Instructions to follow:
Each entry below is to be printed verbatim.

[Natural-language object grounding data]
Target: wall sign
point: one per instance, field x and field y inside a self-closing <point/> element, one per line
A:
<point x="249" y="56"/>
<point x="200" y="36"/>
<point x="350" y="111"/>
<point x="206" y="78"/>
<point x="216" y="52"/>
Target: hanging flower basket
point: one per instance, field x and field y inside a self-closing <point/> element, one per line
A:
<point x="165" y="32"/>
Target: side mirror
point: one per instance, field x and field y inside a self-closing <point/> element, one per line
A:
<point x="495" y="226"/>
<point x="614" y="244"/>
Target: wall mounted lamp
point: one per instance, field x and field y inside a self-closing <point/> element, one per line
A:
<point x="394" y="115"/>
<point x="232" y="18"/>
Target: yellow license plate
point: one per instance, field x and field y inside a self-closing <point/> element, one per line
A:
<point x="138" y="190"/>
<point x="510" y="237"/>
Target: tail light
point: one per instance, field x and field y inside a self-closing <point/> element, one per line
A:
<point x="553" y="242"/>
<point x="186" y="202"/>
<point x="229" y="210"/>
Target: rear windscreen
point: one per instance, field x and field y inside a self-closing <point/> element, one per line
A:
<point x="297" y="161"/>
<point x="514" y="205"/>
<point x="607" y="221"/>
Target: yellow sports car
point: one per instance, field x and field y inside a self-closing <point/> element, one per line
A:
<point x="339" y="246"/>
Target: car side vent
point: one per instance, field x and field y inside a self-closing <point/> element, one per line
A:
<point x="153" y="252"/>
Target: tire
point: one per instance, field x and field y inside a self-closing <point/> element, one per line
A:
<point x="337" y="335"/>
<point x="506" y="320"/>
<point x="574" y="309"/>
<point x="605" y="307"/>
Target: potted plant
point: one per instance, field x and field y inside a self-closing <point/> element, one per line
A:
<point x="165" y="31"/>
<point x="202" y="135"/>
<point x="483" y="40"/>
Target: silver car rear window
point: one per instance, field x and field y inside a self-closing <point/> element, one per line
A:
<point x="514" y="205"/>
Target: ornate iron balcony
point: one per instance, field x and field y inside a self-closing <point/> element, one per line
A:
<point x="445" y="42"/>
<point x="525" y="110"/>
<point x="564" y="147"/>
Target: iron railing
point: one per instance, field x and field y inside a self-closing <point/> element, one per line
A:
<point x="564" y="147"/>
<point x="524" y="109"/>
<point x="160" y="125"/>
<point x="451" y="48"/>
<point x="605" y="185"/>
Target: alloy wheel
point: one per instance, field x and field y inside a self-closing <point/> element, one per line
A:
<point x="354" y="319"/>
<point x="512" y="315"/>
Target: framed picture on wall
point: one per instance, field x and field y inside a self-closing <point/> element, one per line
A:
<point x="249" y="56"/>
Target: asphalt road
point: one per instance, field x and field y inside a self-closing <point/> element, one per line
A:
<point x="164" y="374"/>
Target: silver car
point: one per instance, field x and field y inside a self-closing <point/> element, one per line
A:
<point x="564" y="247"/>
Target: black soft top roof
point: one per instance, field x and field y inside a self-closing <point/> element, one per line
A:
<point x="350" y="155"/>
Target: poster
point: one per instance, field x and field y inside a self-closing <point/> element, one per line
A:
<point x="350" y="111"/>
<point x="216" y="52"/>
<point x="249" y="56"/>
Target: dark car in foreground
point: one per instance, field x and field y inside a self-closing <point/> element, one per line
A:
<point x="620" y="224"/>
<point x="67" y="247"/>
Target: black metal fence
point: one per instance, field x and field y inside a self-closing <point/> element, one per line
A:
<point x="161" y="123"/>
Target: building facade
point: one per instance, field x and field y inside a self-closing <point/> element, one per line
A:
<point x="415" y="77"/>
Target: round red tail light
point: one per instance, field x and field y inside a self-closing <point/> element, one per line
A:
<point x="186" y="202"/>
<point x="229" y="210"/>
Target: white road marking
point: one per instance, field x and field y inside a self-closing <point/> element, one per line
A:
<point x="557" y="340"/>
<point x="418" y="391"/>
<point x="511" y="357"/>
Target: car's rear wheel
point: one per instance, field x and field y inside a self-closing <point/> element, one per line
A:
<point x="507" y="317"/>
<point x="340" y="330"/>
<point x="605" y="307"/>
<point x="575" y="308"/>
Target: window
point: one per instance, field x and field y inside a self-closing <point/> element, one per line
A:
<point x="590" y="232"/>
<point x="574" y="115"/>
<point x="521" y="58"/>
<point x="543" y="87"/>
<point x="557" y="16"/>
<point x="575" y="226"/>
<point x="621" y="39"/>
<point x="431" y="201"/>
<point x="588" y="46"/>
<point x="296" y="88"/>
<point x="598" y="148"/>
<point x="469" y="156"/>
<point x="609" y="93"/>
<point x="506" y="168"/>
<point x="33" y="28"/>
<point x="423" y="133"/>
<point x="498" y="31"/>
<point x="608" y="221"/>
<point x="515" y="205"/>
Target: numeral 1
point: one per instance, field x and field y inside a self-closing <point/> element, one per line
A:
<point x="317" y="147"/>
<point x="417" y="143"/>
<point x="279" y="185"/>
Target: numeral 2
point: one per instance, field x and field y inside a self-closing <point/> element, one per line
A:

Result for this exercise:
Target: wall sign
point: one per instance, field x and field y inside a self-closing <point/> element, one per line
A:
<point x="249" y="56"/>
<point x="200" y="36"/>
<point x="350" y="111"/>
<point x="206" y="78"/>
<point x="216" y="52"/>
Target: hanging flower basket
point: one per instance, field x and field y inside a self-closing <point/> element, one per line
A:
<point x="165" y="32"/>
Target: side mirror
point: one per instance, field x and field y inside a self-closing <point/> element, one per line
A:
<point x="495" y="226"/>
<point x="614" y="244"/>
Target: wall mounted lamp
point: one per instance, field x and field y inside a self-closing <point/> element, one per line
A:
<point x="394" y="115"/>
<point x="232" y="18"/>
Target: yellow license plate
point: one per instance, field x and field y inside a self-closing <point/> element, one per line
A:
<point x="138" y="190"/>
<point x="510" y="237"/>
Target: tail light
point: one per instance, field x and field y inside a self-closing <point/> element, one per line
A:
<point x="553" y="242"/>
<point x="186" y="202"/>
<point x="229" y="210"/>
Target: rear windscreen
point: one per instance, field x and field y inside a self-closing <point/> element, one per line
A:
<point x="297" y="161"/>
<point x="514" y="205"/>
<point x="607" y="221"/>
Target: yellow sports car
point: one per instance, field x and field y inside a self-closing <point/> element, one per line
A:
<point x="339" y="246"/>
Target: car side vent
point: one per instance, field x and field y inside a self-closing <point/> element, one per line
A:
<point x="153" y="252"/>
Target: tire
point: one per instance, field x and field y inside a self-closing <point/> element, one per line
A:
<point x="337" y="335"/>
<point x="506" y="320"/>
<point x="574" y="309"/>
<point x="605" y="307"/>
Target: potted plant
point: one per instance, field x and field y inside a self-closing <point/> element, one per line
A:
<point x="165" y="31"/>
<point x="202" y="135"/>
<point x="483" y="40"/>
Target: silver car rear window
point: one per instance, field x and field y inside a self-closing <point/> element, one per line
A:
<point x="514" y="205"/>
Target: ornate iron balcony
point: one per instance, field x and field y inside a self-closing <point/> element, one per line
A:
<point x="445" y="42"/>
<point x="525" y="110"/>
<point x="564" y="147"/>
Target: iron railing
point: one per instance, field x and field y inside a self-closing <point/> element, one per line
A:
<point x="564" y="147"/>
<point x="524" y="109"/>
<point x="160" y="125"/>
<point x="451" y="48"/>
<point x="605" y="185"/>
Target: alloy wheel
point: one per instance, field x and field y inside a self-closing <point/> element, one per line
A:
<point x="354" y="319"/>
<point x="512" y="315"/>
Target: framed picture on wall
point: one per instance, field x and field y inside a self-closing <point/> element, one per line
A:
<point x="249" y="56"/>
Target: asphalt road
point: one per instance, field x and field y inside a self-closing <point/> element, one per line
A:
<point x="164" y="374"/>
Target: silver car
point: one per instance, field x and field y inside a self-closing <point/> element, one per line
A:
<point x="564" y="247"/>
Target: black soft top roof
point: one per instance, field x and field y inside a self-closing <point/> element, one per line
A:
<point x="350" y="155"/>
Target: poster
point: one per instance, field x and field y inside a self-closing <point/> element, one per line
A:
<point x="350" y="111"/>
<point x="216" y="52"/>
<point x="249" y="56"/>
Target: dark car in foreground
point: one per instance, field x and field y inside a self-closing <point/> element, one per line
A:
<point x="620" y="224"/>
<point x="67" y="247"/>
Target: black metal fence
point: one per instance, field x and field y inside a self-closing <point/> element, one per line
A:
<point x="161" y="123"/>
Target: building facade
point: one per instance, field x and field y inside a self-closing <point/> element, one per line
A:
<point x="415" y="77"/>
Target: round red tail light
point: one per instance, field x and field y inside a self-closing <point/> element, one per line
A:
<point x="186" y="202"/>
<point x="229" y="210"/>
Target: white road marking
point: one per instance, field x and field y inside a self-closing <point/> element, one per line
A:
<point x="557" y="340"/>
<point x="418" y="391"/>
<point x="511" y="357"/>
Target: car's rear wheel
point: one per instance, field x and field y inside a self-closing <point/> element, one per line
A:
<point x="507" y="317"/>
<point x="340" y="330"/>
<point x="605" y="307"/>
<point x="575" y="308"/>
Target: window
point: one per instance, field x and field y inside a self-closing <point/> element, one per line
A:
<point x="590" y="232"/>
<point x="574" y="115"/>
<point x="521" y="58"/>
<point x="543" y="87"/>
<point x="557" y="16"/>
<point x="575" y="226"/>
<point x="621" y="39"/>
<point x="431" y="201"/>
<point x="588" y="46"/>
<point x="296" y="88"/>
<point x="598" y="148"/>
<point x="469" y="156"/>
<point x="609" y="93"/>
<point x="506" y="168"/>
<point x="33" y="28"/>
<point x="423" y="133"/>
<point x="498" y="31"/>
<point x="608" y="221"/>
<point x="515" y="205"/>
Target: numeral 1
point: one per instance, field x and field y inside a self-closing <point/> element, one per line
A:
<point x="317" y="147"/>
<point x="417" y="143"/>
<point x="279" y="185"/>
Target: numeral 2
point: one per instance, field x and field y inside a self-closing <point/> element, one per line
A:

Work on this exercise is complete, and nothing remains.